First, a history lesson!  Today is Reformation Sunday, when Protestant churches around the world celebrate and remember the men and women who challenged the Catholic church and eventually broke away from it, creating a new way of following Christ and honoring God in community.  If you’ve studied this, you’ll remember that the Reformation was ignited in 1517 when Martin Luther nailed his 95 theses to the door of Wittenberg Chapel in Germany.  He was protesting the sale of indulgences, amongst other excesses and injustices wrought by the church at that time.  One would think that those days are far behind us, and they are – we get on beautifully well with our neighbors at St. Matthew’s, but there are still a few cultural flashpoints on which we differ with the Catholic community at large – who can be ordained, and a woman’s right to choose chief among them.  Our Presbyterian practice has grown distinct from the others even in our Protestant family: the Lutherans, the Congregationalists, the Methodists, the Baptists and so on.  Still, we all trace our roots back to the nail in the door at Wittenberg, back to that furious cleric courageous enough to criticize the church.

Luther, Calvin, Zwingli, Knox, and the other reformers didn’t believe that people needed an intermediary between themselves and God.  Instead, they taught people to read and put Bibles into peoples’ hands, so for the first time, ordinary folks had the chance to see and interpret scripture for themselves.  Before this time, education was restricted to the clergy and aristocracy – but the Reformers saw the importance of literacy and learning for everyone, which led to greater access to education for poor people across Europe.  Part of what drove the reformation was the invention of the printing press –when people had access to Bibles printed in their native tongue and could read the Word for themselves, it changed them, opening their imagination to new ways of building faithful community, to be in relationship with God.

We still believe that Christ alone is Lord of the conscience – that we can determine what is right and wrong, discern God’s will for ourselves and our churches through prayer and reflection, discussion and debate.  We see this at all levels of the Presbyterian church, in the work of the session, the Presbytery, the General Assembly.  And we believe that we are the church reformed, always being reformed…. Thanks be to God!  That is, the reformation wasn’t a one-time event.  God is still at work: shaping, changing, pushing us to adapt to new challenges and circumstances.  We are a confessional church, which means that at critical moments in history, we stop and assess, to reaffirm what we believe about who God is, who we are, and what we are called to do.
******
→ Parts of the exercise:
(A) Answer these questions from the Reformation Sunday passage:
(i) In what year, according to the passage, was the Reformation ignited?
(ii) What invention does the passage name as part of what drove the Reformation?
(iii) What does the passage say being a confessional church means?
(B) Carry on the Reformation Sunday passage from its final sentence, keeping the same voice.
The rows that come next have no connection to the Reformation Sunday passage.
******
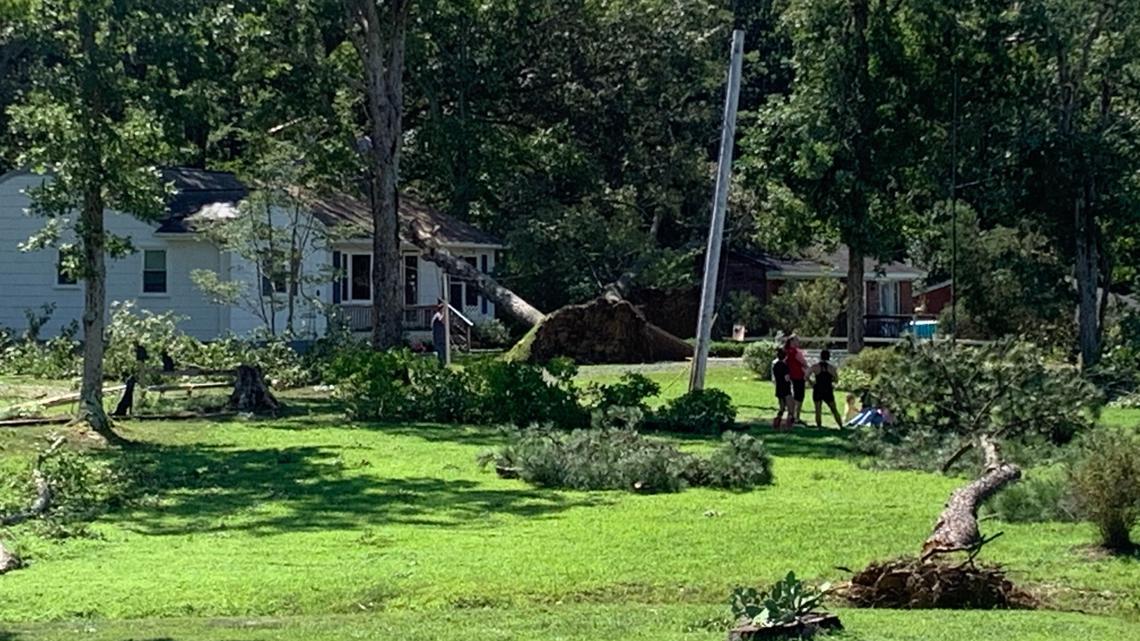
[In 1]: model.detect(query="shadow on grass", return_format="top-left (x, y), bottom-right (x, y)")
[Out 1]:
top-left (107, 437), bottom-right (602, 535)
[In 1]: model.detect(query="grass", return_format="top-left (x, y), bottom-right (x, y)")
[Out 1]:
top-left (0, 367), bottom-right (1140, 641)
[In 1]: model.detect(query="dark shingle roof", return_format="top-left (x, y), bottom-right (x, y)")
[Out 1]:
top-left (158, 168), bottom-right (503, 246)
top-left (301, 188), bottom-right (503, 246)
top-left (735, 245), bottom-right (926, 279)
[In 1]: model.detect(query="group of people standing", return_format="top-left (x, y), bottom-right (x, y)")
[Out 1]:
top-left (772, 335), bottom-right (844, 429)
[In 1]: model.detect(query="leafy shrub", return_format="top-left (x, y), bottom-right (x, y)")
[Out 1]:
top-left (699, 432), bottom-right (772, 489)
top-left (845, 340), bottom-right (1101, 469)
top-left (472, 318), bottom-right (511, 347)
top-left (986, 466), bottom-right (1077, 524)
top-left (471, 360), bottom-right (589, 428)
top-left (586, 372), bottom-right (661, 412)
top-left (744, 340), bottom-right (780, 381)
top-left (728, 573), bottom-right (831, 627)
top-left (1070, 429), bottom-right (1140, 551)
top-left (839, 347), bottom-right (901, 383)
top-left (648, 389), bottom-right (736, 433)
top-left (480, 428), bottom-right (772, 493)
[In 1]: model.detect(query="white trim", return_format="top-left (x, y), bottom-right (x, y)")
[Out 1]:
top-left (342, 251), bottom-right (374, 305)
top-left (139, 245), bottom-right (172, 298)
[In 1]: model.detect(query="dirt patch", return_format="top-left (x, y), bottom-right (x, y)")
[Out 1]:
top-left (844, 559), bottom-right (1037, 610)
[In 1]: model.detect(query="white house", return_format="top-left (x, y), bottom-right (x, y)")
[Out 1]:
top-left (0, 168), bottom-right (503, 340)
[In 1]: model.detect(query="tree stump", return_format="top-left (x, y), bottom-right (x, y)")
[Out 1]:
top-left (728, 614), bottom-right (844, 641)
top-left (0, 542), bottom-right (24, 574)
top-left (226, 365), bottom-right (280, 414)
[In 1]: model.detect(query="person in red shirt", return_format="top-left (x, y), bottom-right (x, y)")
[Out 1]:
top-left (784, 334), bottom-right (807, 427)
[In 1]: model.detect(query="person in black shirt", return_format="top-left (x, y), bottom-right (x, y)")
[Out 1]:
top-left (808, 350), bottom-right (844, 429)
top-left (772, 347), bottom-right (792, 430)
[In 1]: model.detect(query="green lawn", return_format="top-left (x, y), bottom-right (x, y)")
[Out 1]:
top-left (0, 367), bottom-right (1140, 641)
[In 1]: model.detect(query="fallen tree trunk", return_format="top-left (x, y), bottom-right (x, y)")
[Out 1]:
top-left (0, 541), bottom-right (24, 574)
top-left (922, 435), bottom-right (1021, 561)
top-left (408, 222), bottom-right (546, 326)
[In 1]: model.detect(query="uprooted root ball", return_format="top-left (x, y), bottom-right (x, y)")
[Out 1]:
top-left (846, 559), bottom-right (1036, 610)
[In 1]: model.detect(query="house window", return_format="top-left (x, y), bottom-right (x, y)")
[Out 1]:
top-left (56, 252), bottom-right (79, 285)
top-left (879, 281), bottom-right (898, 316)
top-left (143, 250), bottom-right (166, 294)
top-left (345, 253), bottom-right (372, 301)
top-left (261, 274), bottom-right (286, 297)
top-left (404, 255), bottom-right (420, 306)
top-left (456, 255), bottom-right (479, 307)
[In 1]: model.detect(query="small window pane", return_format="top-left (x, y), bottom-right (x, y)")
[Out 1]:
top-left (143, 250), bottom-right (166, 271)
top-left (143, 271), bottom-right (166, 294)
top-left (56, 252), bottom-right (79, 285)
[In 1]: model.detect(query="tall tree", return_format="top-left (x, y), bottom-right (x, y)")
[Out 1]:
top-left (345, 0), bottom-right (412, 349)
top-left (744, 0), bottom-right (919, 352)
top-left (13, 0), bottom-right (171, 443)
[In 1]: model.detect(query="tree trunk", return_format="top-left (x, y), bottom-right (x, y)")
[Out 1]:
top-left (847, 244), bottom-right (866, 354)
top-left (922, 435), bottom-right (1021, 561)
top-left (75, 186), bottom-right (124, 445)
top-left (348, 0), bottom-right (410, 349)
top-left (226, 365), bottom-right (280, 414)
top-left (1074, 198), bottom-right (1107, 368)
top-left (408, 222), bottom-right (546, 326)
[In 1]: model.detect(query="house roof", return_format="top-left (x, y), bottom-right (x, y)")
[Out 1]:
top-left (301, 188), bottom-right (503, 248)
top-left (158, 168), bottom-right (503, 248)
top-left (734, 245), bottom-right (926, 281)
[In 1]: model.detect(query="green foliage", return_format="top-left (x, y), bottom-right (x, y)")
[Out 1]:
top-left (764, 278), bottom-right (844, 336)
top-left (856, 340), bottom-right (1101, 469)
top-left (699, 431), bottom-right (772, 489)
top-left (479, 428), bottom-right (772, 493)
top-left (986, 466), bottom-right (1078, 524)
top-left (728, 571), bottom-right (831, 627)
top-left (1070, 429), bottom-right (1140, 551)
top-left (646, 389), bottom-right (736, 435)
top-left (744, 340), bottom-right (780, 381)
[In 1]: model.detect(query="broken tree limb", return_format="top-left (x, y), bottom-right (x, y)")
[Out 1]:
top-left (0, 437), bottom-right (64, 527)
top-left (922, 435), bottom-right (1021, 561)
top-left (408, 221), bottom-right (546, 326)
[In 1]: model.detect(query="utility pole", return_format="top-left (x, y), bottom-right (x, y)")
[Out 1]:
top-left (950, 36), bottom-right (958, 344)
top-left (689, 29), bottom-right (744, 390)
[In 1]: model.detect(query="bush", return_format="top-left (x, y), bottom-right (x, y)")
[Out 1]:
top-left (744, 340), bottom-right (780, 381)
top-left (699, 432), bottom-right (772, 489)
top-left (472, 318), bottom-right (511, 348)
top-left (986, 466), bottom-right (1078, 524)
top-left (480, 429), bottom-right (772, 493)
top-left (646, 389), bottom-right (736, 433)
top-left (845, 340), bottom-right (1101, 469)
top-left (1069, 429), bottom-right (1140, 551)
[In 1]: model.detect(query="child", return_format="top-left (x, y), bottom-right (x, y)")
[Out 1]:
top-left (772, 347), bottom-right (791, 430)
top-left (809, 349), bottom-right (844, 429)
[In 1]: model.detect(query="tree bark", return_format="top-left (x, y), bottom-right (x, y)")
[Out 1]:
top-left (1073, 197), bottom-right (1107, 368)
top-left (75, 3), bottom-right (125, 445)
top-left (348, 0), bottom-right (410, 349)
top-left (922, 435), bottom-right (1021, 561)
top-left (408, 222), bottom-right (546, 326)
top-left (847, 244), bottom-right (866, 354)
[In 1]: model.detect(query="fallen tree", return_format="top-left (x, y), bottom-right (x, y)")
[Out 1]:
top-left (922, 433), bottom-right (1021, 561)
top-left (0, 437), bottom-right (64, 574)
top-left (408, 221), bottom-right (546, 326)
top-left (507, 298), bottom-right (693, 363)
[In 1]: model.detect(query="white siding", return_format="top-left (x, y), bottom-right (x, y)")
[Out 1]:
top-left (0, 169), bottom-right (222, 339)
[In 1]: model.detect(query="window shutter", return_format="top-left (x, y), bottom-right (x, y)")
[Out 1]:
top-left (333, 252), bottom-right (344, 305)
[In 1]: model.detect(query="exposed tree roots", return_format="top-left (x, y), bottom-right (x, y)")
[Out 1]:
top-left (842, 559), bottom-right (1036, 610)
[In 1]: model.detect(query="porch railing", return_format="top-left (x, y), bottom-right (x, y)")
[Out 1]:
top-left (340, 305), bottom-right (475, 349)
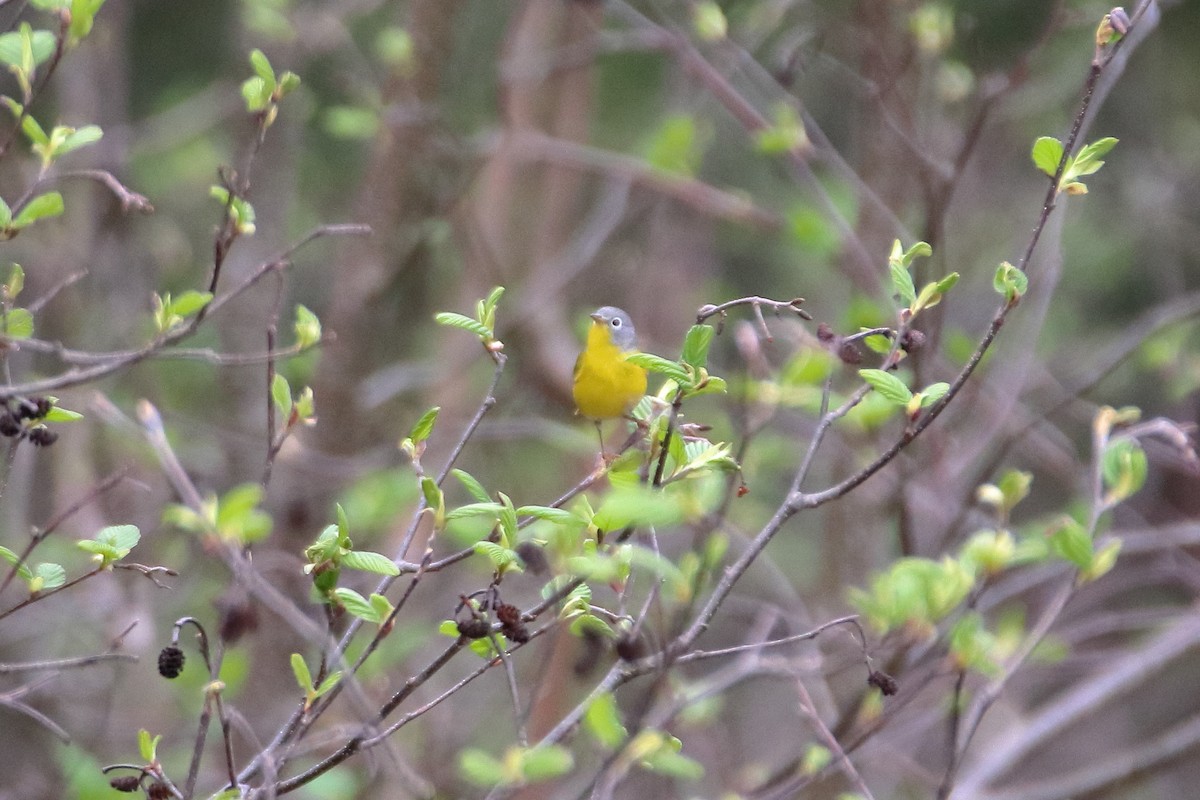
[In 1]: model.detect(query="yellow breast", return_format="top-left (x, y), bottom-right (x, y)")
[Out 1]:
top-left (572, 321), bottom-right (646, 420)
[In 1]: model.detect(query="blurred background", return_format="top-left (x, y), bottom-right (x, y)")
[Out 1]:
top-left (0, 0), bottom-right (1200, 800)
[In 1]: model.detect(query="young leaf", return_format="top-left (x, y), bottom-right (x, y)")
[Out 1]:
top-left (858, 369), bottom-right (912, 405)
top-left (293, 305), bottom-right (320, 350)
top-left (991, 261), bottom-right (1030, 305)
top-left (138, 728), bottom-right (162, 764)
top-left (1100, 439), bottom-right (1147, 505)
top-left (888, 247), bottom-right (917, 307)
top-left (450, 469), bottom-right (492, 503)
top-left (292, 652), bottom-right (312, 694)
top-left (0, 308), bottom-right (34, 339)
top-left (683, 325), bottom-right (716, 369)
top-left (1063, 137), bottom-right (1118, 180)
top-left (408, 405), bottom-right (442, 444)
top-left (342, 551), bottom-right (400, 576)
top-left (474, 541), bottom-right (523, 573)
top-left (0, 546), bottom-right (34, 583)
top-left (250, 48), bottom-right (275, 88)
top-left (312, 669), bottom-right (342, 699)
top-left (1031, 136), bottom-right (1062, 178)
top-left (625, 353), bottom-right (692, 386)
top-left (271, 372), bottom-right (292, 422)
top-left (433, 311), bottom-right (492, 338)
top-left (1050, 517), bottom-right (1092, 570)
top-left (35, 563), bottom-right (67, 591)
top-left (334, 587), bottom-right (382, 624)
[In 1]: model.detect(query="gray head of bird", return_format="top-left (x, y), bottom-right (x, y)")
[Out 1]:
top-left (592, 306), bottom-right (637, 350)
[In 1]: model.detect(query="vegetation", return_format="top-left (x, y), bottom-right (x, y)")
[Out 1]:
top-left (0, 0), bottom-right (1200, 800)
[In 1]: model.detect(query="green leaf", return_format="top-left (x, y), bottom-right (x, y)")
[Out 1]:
******
→ Answers to the tasks:
(A)
(i) 1517.
(ii) The printing press.
(iii) At critical moments in history, the church stops and assesses, to reaffirm what it believes about who God is, who we are, and what we are called to do.

(B)
Accordingly, we should remember that today is the 40th anniversary of the Belhar Confession: a statement against apartheid by the Dutch Reformed Mission Church in South Africa, calling the church to stand unified together against racist division and discrimination.  Belhar was written in 1982, and was adopted in 1986. Nelson Mandela was still in prison; this was 8 years before the end of apartheid and the first free, integrated elections there in 1994.  The confession was written not only because of the political and social horrors wrought by racist separation policies in their country, but because these divisions existed within and were perpetuated by the church, too.  So Allan Boesak and the other religious leaders had the courage to say that the church belongs not to humans but to God, and therefore “must stand where the Lord stands, namely against injustice and with the wronged;…[and] must witness against all the powerful and privileged who selfishly seek their own interests and thus control and harm others.”[1]  As you might imagine, this call to unity was not universally well-received.  One of the authors of the confession was jailed and tortured, and people denounced it as a communist document.  Still, the wheels were set in motion, and the change that many longed for was coming… in both the church and in the wider society.  And, within ten years, it did.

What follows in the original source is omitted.